[Dataset entries]
▬▬▬▬▬▬

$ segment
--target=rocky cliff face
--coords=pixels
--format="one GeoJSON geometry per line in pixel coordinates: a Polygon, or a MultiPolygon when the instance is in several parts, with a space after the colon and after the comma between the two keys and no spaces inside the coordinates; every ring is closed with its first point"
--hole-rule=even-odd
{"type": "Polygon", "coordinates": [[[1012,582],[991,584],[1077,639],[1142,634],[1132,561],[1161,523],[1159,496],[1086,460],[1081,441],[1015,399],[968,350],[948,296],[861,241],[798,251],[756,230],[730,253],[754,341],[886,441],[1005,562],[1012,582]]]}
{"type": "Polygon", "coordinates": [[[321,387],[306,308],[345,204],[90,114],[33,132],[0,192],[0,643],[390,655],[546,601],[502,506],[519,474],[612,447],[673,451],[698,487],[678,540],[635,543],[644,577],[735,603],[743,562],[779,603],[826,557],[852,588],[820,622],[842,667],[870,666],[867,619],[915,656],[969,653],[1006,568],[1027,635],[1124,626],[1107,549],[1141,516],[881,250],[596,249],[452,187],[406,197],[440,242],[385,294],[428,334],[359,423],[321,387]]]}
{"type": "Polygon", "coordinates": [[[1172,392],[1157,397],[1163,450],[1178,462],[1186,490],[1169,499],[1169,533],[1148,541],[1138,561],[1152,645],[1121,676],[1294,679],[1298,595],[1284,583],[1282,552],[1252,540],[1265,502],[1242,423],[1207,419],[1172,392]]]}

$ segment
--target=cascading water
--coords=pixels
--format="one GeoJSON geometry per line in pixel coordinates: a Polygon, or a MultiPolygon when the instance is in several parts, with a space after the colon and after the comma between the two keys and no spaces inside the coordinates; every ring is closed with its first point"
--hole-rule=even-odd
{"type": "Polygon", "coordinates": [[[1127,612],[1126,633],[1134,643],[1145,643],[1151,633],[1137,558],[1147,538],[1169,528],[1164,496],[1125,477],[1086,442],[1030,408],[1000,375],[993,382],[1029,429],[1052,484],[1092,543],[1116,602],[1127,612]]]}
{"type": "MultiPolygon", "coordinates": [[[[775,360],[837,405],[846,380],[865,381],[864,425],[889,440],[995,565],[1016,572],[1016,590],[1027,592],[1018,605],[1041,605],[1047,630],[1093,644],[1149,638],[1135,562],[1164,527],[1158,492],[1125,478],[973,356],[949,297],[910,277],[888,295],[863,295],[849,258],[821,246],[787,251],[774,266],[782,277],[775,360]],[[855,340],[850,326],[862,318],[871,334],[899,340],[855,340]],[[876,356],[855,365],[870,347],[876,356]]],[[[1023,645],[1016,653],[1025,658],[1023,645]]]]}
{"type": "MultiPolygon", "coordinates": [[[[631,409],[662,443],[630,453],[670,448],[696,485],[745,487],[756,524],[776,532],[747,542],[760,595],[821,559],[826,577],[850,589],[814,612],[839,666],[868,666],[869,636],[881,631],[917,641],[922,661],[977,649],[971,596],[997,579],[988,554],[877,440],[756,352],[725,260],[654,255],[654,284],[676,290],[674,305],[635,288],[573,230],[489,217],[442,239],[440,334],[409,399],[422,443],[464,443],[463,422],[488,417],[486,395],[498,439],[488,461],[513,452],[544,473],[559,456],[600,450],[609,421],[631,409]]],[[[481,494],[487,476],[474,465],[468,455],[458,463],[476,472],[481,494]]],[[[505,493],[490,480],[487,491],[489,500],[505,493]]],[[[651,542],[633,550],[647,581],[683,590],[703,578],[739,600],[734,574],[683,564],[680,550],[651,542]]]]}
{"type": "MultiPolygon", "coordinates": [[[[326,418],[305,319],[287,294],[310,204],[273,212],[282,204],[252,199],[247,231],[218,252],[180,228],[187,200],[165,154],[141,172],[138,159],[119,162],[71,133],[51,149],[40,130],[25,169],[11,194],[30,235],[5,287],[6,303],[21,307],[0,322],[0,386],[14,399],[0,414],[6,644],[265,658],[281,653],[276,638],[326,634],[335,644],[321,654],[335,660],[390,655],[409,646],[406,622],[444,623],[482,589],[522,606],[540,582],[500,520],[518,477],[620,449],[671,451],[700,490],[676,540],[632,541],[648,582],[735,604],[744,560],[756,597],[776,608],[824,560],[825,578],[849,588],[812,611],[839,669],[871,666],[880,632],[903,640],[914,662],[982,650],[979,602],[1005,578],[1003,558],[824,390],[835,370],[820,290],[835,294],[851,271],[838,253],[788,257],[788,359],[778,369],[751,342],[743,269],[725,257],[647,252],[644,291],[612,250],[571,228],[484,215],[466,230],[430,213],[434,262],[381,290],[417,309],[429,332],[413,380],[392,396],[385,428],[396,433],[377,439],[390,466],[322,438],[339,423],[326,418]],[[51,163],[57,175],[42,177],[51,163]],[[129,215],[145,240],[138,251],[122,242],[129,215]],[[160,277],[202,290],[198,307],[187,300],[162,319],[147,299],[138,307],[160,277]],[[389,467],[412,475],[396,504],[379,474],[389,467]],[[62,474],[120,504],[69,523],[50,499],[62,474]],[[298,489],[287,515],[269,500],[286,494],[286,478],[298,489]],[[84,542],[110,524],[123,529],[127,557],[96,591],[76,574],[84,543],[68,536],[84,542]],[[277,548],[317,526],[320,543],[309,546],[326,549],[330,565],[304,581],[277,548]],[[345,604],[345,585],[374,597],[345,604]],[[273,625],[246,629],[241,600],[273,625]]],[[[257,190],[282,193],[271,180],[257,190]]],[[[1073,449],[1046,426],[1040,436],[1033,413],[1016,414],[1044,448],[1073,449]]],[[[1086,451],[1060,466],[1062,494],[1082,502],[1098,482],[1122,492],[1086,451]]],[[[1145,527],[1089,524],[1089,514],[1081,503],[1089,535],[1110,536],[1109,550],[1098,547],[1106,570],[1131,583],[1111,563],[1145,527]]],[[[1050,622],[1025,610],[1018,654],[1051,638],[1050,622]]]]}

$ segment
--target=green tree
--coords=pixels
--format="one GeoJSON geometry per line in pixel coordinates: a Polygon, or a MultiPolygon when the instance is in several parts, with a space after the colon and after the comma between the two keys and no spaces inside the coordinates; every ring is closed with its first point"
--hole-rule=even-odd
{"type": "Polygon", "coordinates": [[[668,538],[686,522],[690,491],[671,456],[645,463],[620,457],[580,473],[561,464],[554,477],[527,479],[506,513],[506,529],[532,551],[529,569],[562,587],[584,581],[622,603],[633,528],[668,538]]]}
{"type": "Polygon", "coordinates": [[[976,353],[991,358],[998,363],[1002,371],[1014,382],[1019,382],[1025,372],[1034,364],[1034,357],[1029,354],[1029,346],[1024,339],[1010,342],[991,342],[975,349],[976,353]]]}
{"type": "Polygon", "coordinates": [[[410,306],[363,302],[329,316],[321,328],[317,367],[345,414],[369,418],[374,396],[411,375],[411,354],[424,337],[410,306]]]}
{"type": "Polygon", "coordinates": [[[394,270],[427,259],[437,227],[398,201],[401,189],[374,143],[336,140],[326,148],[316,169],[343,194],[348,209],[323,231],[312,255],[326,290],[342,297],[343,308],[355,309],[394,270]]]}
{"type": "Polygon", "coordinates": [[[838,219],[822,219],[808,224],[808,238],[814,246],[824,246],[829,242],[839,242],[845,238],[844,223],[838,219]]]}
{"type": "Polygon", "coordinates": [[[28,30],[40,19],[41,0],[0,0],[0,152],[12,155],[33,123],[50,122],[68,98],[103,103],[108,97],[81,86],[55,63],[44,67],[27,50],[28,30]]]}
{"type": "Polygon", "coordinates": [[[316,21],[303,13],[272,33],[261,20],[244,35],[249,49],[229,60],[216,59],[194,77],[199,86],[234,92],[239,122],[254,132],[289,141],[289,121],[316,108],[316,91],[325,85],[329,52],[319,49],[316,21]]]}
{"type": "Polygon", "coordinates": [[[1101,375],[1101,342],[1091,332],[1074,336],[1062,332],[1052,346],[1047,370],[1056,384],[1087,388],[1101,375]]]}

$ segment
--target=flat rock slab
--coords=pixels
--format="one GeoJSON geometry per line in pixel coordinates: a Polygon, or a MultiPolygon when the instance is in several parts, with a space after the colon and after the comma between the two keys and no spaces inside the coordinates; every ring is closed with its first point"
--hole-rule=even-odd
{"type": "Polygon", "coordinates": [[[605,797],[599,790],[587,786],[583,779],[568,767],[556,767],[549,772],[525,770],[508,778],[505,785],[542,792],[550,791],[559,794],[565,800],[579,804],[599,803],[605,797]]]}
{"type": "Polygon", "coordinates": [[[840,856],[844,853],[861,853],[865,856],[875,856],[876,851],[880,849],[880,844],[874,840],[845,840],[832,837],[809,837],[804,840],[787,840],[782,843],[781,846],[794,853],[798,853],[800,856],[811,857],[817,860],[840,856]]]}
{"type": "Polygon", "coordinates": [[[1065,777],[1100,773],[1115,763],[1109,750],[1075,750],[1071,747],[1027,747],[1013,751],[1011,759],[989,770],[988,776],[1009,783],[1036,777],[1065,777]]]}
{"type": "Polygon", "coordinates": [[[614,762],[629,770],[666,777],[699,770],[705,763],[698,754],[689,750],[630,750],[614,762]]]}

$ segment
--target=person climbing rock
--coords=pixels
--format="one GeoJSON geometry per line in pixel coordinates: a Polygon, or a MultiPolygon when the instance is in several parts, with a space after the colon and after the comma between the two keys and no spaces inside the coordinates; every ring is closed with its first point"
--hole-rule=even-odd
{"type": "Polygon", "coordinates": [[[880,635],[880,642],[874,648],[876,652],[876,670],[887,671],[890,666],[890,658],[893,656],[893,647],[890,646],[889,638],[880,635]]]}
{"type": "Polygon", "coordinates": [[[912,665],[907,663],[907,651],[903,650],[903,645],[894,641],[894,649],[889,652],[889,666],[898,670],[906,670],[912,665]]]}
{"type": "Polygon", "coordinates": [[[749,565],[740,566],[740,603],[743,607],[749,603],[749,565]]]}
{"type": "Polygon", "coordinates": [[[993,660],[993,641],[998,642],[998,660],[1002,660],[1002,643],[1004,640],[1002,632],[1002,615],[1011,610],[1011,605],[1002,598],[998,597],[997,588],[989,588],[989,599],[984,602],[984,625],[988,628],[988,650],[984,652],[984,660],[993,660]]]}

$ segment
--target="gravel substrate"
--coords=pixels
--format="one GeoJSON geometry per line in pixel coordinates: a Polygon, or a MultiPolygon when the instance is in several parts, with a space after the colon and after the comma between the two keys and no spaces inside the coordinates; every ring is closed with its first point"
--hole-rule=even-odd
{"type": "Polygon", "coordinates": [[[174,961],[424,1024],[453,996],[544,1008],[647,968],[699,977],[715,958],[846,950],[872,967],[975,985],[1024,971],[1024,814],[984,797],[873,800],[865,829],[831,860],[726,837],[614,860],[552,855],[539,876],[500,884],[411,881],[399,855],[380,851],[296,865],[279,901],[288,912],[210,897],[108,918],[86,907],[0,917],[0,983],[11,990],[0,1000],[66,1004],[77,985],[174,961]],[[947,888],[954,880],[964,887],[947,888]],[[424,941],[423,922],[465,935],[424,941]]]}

▬▬▬▬▬▬

[Problem to solve]
Every line above that holds the word "target" needs to be copied.

[Completed task]
--target=rocky cliff face
--target=cascading water
--target=green tree
--target=flat rock slab
--target=person climbing rock
--target="gravel substrate"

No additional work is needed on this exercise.